-- Stated task --
Exactly reproduce the lines beginning with the line that includes "the woman's hand" and ending with the last line of the data.

+++

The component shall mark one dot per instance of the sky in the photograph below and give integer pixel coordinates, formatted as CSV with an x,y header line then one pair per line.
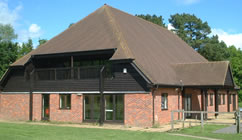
x,y
44,19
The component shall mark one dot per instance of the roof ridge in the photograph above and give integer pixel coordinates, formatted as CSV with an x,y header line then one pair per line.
x,y
202,62
119,35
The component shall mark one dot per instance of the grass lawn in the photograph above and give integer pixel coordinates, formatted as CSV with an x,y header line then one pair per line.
x,y
196,131
13,131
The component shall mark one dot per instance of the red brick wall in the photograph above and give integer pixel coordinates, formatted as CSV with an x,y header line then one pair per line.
x,y
73,115
37,106
164,116
138,109
196,98
14,107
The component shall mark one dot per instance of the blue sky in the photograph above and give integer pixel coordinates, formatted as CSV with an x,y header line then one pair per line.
x,y
46,18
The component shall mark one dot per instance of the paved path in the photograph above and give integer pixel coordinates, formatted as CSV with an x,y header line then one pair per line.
x,y
229,130
197,137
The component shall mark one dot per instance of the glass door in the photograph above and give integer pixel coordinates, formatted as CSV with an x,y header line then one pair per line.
x,y
188,105
113,107
45,106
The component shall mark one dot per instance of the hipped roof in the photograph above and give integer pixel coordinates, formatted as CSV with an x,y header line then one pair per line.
x,y
204,74
154,49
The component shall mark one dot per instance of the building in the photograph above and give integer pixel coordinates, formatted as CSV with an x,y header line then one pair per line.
x,y
132,70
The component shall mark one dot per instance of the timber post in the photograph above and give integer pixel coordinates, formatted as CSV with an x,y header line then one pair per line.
x,y
202,120
172,120
101,89
183,118
238,121
31,95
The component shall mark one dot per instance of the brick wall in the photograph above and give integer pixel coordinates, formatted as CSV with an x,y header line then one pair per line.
x,y
138,109
73,115
223,107
14,107
164,116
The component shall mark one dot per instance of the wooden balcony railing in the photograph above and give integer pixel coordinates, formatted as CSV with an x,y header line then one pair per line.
x,y
88,72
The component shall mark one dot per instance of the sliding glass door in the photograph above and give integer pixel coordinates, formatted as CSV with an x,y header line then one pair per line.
x,y
113,107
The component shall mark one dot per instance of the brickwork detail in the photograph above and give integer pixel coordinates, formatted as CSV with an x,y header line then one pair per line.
x,y
14,107
164,116
71,115
138,109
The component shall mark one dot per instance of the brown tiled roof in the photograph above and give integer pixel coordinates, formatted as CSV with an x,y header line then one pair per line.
x,y
202,74
155,50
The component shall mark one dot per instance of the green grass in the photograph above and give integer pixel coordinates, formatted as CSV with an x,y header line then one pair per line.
x,y
207,132
14,131
240,104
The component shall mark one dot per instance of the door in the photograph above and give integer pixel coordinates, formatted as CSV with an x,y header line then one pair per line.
x,y
113,107
234,102
188,105
45,106
109,107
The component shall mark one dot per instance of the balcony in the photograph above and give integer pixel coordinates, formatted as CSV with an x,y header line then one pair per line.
x,y
76,73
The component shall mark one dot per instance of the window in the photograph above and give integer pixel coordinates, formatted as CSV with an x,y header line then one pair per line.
x,y
65,101
211,99
224,99
164,101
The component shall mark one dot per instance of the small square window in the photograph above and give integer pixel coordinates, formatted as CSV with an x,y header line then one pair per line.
x,y
164,101
65,101
224,99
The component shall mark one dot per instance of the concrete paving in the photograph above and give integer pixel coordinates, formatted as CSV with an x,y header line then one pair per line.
x,y
229,130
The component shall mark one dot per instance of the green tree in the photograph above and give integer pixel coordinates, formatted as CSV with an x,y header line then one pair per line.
x,y
7,33
154,19
190,28
214,50
25,48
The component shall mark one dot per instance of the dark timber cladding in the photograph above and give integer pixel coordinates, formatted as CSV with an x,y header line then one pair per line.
x,y
117,81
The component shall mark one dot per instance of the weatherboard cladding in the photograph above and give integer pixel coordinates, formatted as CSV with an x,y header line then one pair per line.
x,y
131,81
154,49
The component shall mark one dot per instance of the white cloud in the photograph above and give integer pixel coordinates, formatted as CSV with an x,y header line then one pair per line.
x,y
34,31
187,2
228,38
34,28
8,16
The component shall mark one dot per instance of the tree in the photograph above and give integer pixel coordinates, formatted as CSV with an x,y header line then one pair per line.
x,y
7,33
154,19
214,50
71,24
8,55
190,28
25,48
42,41
236,63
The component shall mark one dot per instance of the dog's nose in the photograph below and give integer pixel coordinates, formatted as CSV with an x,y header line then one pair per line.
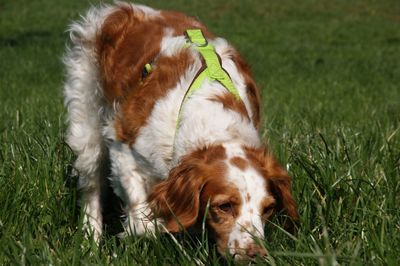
x,y
253,250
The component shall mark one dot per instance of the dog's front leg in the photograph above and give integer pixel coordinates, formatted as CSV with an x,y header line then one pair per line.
x,y
131,184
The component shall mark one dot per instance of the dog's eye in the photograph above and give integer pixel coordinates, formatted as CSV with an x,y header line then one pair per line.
x,y
225,207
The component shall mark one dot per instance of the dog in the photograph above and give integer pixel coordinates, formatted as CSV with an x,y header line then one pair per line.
x,y
173,112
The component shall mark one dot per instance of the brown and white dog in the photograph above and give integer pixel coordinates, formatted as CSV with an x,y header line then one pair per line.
x,y
122,116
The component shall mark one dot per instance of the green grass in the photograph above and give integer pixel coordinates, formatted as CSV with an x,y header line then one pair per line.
x,y
330,74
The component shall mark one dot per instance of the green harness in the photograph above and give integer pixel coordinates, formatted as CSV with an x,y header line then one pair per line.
x,y
212,70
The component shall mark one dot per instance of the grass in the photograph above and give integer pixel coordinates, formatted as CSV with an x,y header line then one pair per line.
x,y
330,75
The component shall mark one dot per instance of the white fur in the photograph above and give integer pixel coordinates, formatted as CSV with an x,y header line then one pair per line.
x,y
87,112
159,145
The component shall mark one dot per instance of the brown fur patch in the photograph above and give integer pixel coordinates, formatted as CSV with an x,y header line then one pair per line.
x,y
178,199
229,102
239,162
139,103
129,39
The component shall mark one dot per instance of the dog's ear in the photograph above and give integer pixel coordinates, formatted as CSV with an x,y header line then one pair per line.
x,y
176,200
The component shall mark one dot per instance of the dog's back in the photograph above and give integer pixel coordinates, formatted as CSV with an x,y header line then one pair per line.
x,y
128,74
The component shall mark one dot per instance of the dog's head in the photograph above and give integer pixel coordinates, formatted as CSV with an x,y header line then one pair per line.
x,y
237,188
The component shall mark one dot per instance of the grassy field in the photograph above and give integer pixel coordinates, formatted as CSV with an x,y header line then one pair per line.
x,y
330,73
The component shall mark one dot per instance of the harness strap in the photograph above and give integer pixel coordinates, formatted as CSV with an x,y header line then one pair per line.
x,y
212,70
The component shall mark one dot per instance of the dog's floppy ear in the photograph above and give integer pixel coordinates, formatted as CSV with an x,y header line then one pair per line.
x,y
176,200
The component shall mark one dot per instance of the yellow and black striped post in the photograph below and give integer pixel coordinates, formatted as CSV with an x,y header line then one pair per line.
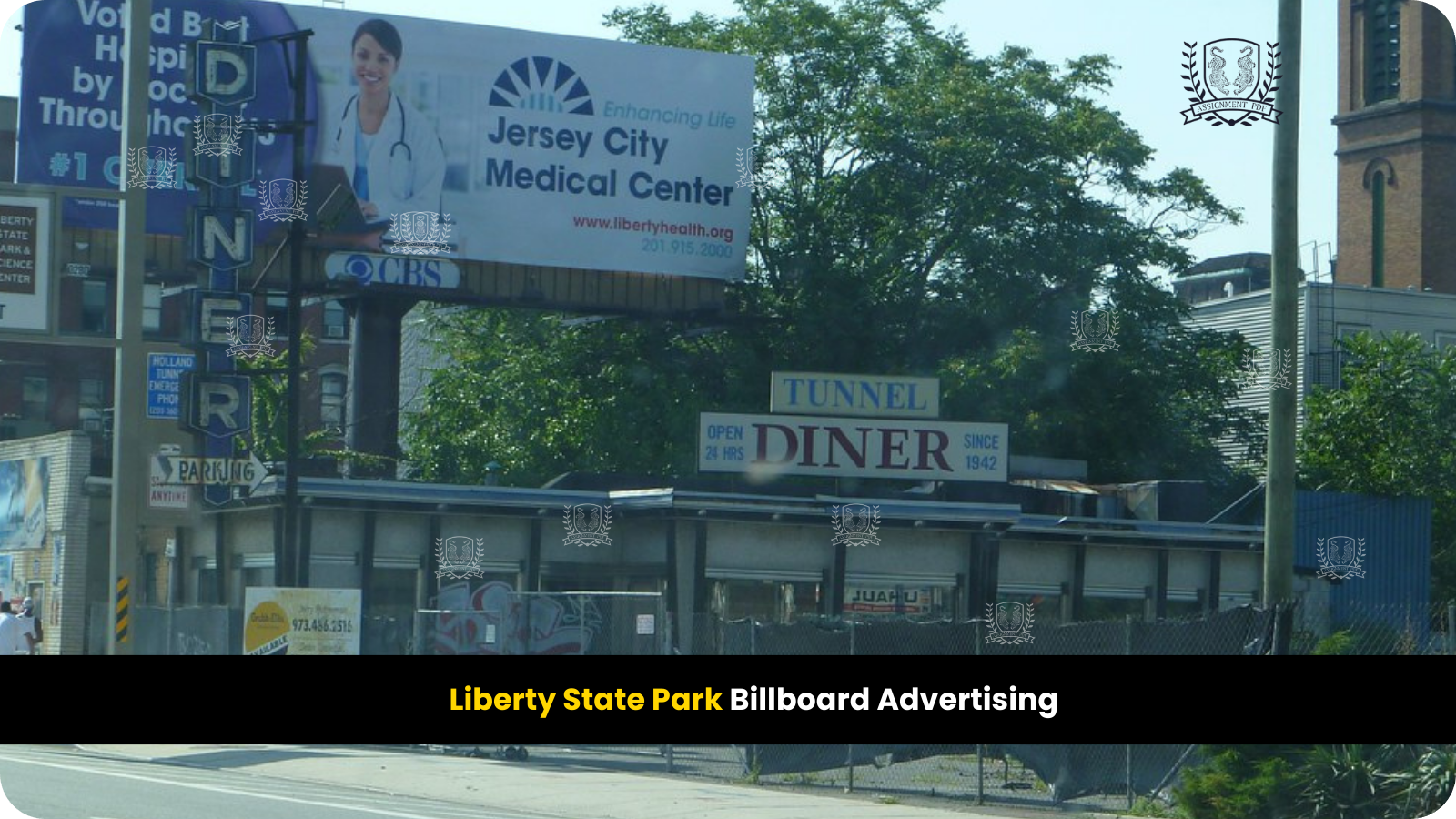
x,y
123,598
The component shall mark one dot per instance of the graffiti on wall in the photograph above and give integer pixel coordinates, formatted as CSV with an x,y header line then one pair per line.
x,y
513,624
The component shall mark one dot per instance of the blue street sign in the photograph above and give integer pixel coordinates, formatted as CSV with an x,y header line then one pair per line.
x,y
220,238
218,405
217,314
223,73
222,167
165,382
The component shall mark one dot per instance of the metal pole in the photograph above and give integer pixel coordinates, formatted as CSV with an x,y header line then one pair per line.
x,y
1279,509
296,235
128,467
1128,753
1451,629
980,774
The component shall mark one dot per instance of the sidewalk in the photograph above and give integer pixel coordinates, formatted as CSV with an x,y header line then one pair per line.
x,y
519,787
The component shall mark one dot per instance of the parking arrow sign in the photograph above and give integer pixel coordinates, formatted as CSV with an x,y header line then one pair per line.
x,y
254,472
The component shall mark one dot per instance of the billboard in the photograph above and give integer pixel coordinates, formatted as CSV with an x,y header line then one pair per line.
x,y
25,229
24,489
302,622
475,142
766,446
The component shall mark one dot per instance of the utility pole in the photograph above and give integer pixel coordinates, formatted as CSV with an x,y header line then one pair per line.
x,y
1279,494
128,467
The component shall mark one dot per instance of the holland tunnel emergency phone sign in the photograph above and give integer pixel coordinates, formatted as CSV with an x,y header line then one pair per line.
x,y
851,448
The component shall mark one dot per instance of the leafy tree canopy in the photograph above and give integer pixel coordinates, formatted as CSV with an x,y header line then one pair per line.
x,y
1390,430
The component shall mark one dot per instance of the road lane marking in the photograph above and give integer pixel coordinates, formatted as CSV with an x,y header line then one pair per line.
x,y
220,789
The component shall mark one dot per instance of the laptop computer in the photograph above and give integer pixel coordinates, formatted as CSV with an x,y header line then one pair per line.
x,y
335,208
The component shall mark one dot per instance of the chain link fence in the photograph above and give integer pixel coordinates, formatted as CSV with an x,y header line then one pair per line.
x,y
1245,630
1084,777
541,622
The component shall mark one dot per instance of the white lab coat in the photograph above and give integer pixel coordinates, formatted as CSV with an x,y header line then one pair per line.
x,y
411,179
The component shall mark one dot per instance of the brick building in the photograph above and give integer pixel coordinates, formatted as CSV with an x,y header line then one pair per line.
x,y
1397,124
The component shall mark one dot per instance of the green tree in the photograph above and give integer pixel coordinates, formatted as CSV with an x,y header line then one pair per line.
x,y
1390,430
917,208
269,439
1242,782
1376,782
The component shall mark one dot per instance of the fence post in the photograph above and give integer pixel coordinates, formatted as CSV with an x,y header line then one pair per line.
x,y
1130,792
980,774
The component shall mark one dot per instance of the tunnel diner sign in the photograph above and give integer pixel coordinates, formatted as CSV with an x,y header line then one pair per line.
x,y
768,446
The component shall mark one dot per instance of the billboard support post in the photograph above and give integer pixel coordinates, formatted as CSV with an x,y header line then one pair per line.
x,y
291,566
130,389
298,545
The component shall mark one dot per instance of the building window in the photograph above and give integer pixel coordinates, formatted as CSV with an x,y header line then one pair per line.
x,y
278,310
35,392
94,307
1341,356
335,321
152,308
331,410
92,394
1382,50
1378,229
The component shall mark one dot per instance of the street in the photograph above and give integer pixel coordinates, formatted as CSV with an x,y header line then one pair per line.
x,y
58,784
354,782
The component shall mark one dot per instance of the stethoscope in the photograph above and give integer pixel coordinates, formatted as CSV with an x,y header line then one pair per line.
x,y
399,143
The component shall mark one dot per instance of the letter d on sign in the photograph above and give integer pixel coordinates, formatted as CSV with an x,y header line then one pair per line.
x,y
790,438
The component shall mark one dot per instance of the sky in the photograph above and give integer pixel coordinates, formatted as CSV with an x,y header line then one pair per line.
x,y
1143,36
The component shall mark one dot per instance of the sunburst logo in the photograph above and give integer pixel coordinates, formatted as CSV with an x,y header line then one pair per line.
x,y
542,84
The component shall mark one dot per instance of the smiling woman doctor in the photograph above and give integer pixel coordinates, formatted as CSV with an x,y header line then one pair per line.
x,y
390,153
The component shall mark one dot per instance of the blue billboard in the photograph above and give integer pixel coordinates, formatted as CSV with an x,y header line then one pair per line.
x,y
429,137
70,101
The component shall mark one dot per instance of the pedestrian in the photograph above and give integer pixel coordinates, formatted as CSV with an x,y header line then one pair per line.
x,y
12,632
34,632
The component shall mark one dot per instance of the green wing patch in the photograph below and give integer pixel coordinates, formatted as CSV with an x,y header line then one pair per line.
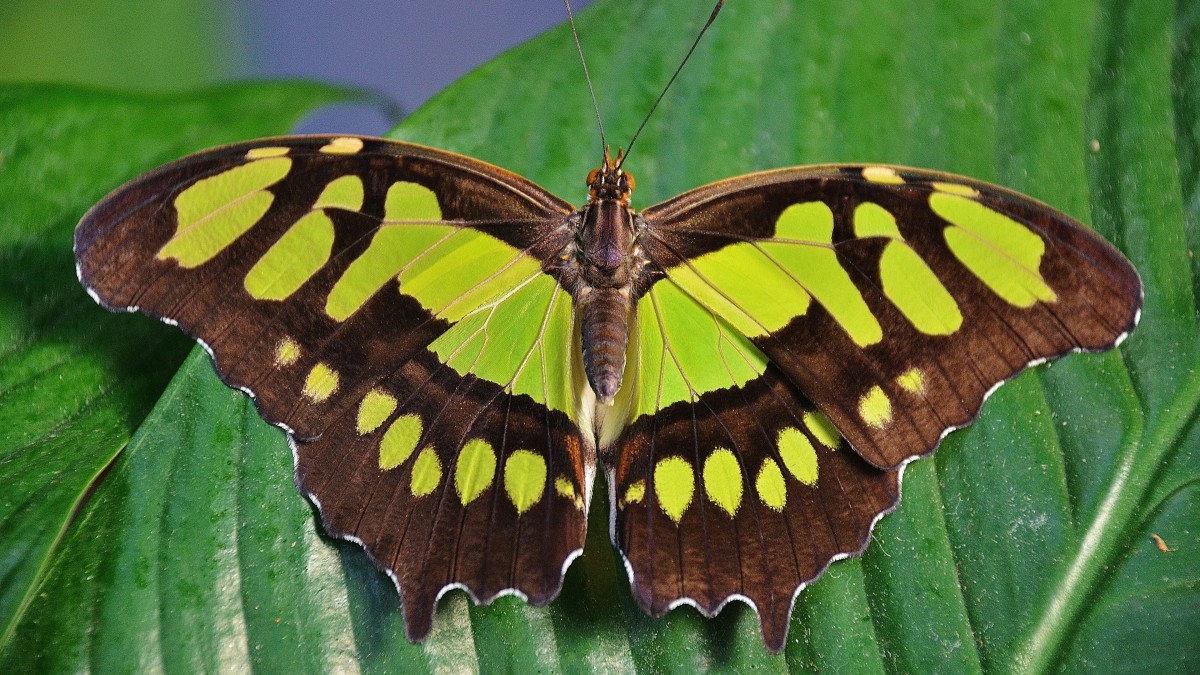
x,y
385,304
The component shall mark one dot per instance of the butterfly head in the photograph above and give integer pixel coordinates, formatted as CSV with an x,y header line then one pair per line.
x,y
610,181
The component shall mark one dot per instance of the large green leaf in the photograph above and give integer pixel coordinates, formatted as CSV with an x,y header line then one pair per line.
x,y
1024,545
75,382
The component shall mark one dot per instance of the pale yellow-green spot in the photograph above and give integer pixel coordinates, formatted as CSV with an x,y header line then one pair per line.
x,y
525,479
886,175
771,487
411,202
216,210
873,220
635,493
343,192
912,381
798,455
474,470
293,260
822,429
875,407
376,407
399,441
673,485
917,292
809,257
342,145
723,481
426,472
1002,252
567,489
955,189
287,352
269,151
321,383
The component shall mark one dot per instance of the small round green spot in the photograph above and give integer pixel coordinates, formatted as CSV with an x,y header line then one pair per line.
x,y
771,487
376,407
399,441
673,485
875,407
822,429
426,472
474,470
798,455
723,481
525,479
635,493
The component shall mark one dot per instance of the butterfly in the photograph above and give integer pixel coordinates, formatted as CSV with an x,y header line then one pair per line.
x,y
454,351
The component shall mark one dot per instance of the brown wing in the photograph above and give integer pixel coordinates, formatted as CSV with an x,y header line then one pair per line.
x,y
328,278
814,330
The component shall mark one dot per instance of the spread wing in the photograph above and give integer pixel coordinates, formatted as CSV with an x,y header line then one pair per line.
x,y
384,304
817,328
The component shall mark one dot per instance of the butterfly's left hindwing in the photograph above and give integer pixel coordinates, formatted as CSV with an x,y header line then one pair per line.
x,y
375,298
810,332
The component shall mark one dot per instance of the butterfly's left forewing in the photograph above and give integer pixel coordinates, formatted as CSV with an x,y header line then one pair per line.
x,y
811,330
385,304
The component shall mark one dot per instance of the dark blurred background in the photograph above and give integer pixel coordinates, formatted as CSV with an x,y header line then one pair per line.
x,y
407,49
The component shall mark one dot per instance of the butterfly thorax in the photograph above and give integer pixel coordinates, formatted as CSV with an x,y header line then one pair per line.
x,y
601,273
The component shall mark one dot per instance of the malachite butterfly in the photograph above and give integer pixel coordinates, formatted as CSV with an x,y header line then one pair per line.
x,y
453,351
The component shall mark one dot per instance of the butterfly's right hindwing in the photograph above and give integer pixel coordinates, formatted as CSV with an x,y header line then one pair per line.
x,y
375,299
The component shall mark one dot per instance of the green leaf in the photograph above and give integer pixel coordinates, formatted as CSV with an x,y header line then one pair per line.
x,y
1023,545
167,43
77,382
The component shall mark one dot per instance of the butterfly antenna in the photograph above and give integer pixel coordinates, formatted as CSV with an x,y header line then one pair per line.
x,y
712,18
595,106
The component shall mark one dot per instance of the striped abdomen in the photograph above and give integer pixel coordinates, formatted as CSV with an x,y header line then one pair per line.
x,y
605,327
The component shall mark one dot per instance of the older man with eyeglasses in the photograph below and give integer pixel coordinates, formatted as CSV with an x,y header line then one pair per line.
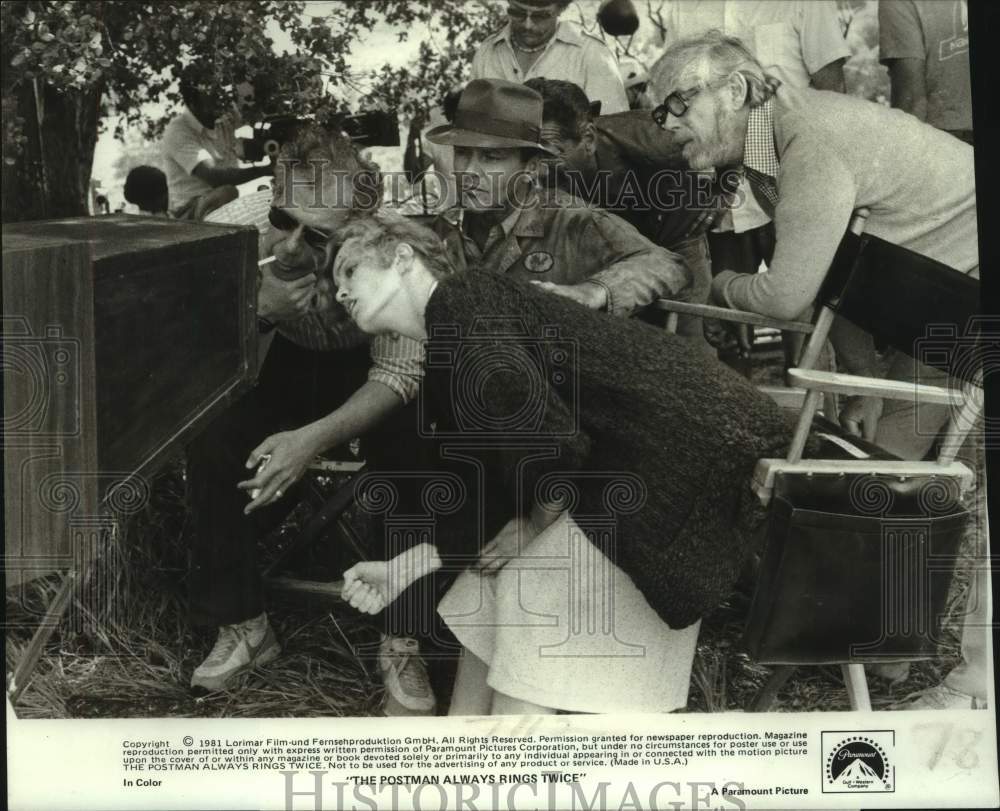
x,y
536,42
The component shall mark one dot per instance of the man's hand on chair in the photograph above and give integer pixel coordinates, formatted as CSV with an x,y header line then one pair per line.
x,y
860,416
727,336
279,300
289,454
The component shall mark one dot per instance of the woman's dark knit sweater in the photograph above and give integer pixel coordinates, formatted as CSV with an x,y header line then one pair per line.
x,y
633,424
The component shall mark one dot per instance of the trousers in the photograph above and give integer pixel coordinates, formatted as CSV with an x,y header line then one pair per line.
x,y
295,386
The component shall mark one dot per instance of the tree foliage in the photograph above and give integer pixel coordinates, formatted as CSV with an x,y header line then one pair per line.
x,y
66,64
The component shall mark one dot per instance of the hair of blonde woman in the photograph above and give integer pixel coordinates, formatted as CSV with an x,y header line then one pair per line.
x,y
712,56
378,233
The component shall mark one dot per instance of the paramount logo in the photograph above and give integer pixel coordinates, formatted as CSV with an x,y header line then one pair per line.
x,y
858,775
858,762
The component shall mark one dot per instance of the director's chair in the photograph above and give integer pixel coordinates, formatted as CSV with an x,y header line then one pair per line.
x,y
861,545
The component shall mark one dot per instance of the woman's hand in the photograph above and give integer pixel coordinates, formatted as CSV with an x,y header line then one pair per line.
x,y
372,585
590,295
287,456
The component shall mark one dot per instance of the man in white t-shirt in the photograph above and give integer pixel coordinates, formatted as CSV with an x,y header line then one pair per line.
x,y
201,154
800,42
536,42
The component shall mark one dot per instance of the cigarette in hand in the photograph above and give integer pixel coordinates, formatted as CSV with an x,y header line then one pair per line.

+++

-- Solution for this task --
The component shall mark one dot per instance of the woman's hand in the photograph above and give integer pixel coordinates, formatted as CSV with an x,y header line then one pair per line.
x,y
372,585
590,295
287,456
The component shall mark one dot per instance of the man in white t-shirt in the photograph above and give integer pixel coordinates, formatted as CSV with an x,y header line then one pair per line.
x,y
201,154
800,42
536,42
The component shall mark one dot per instance of the cigarette in hand in the photograph above and give integer pixel coordinates, formatted as CSV with an x,y header line then one pair per line.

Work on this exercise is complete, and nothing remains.